--- DIRECTIONS ---
Reproduce every line of the data between the line holding "the white shower" and the line holding "253, 160, 334, 240", inclusive, keeping all text as it is but raising each bounding box coordinate in the answers by 85.

[Records]
◆ ◆ ◆
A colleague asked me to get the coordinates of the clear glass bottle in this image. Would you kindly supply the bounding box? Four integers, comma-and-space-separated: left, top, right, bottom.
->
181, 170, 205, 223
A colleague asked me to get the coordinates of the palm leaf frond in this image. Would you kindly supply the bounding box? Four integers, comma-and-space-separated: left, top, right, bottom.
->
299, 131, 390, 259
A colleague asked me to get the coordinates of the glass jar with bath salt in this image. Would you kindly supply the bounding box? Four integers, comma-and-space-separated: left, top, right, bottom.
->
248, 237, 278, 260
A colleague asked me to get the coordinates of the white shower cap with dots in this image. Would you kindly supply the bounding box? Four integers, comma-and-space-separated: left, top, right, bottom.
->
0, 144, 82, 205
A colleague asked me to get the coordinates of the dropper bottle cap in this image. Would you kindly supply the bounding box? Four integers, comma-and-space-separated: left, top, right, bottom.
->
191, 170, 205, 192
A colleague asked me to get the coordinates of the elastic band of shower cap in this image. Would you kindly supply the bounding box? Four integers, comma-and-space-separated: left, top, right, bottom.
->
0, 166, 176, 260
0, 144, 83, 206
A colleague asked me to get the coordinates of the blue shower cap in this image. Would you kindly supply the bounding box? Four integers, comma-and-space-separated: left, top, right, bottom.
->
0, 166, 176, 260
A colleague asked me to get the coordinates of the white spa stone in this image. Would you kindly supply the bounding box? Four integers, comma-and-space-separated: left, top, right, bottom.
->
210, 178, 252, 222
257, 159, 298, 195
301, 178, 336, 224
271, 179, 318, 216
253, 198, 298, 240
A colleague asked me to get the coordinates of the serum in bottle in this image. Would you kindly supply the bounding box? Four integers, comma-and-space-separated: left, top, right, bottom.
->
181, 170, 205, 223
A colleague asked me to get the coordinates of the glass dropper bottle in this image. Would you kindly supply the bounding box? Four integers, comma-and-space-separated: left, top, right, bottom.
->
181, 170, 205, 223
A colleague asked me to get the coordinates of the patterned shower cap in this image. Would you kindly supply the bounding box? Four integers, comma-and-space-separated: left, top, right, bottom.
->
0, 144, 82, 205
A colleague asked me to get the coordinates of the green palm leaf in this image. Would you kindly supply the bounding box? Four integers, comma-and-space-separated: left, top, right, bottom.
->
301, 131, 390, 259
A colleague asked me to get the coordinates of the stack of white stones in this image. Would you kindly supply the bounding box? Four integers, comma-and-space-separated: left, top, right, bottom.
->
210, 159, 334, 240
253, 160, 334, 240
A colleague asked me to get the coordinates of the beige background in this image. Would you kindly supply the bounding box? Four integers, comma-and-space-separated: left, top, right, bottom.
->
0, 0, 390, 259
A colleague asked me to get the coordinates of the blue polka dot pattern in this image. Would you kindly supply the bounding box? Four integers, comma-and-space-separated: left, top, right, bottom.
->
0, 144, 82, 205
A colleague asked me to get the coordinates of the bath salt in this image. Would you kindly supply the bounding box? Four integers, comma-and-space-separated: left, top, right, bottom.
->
◆ ◆ ◆
--- RIGHT ANSWER ---
A colleague asked me to get the coordinates of the white shower cap with dots in this image. Would you kindly supply the bounding box? Four integers, comma-and-space-separated: left, top, right, bottom.
->
85, 229, 167, 290
A colleague asked me to get the coordinates of the dropper bottle cap in this image. Would you kindly supply the bounding box? Four integers, comma-and-space-separated: left, top, right, bottom.
->
276, 255, 290, 277
A colleague asked me to get the coordinates of the elastic band of shower cap in this image. Would you kindly supply the bounding box? Four integers, comma-and-space-separated: left, top, right, bottom.
->
85, 251, 261, 345
85, 229, 168, 291
A colleague asked me to get the coordinates of the blue shower cap in this image. Would you kindly supply the bounding box? Four integers, comma-and-space-separated: left, top, right, bottom.
->
85, 251, 261, 345
A colleague asked me to get the coordinates of the white spa stone in this image. Would you kindly supply the bounding box? Four integers, comma-and-space-separated: left, top, right, bottom.
->
295, 263, 337, 307
342, 244, 383, 280
386, 263, 421, 309
356, 264, 403, 301
338, 283, 383, 325
A colleague asked me to get the coordinates of the serum in bottle in this image. Would you kindly supply the bounding box? Four integers, comma-and-space-separated: left, top, right, bottom.
->
266, 255, 290, 308
A colleague asked me to get the coordinates of the glass dropper bottle in this image. Would you kindly supply the bounding box? Four integers, comma-and-space-separated: left, top, right, bottom.
->
266, 255, 290, 308
A colleague asked me to get the coordinates of the patterned shower cap in this image. Would you kindly supply the bounding box? Four integers, comma-and-space-separated: left, top, right, bottom.
->
85, 229, 167, 290
A colleague asked me to get the coordinates of the green palm leaf in this image. Would you kindly supply the bounding box? Four integers, comma-and-space-separated: left, top, right, bottom.
->
386, 216, 475, 344
A colleague asked me to get the coordinates of the stack of white stones in this image. Would you kindly supply the bounding box? Four integers, comma-and-space-separated: left, top, right, bottom.
->
295, 244, 419, 325
338, 245, 419, 325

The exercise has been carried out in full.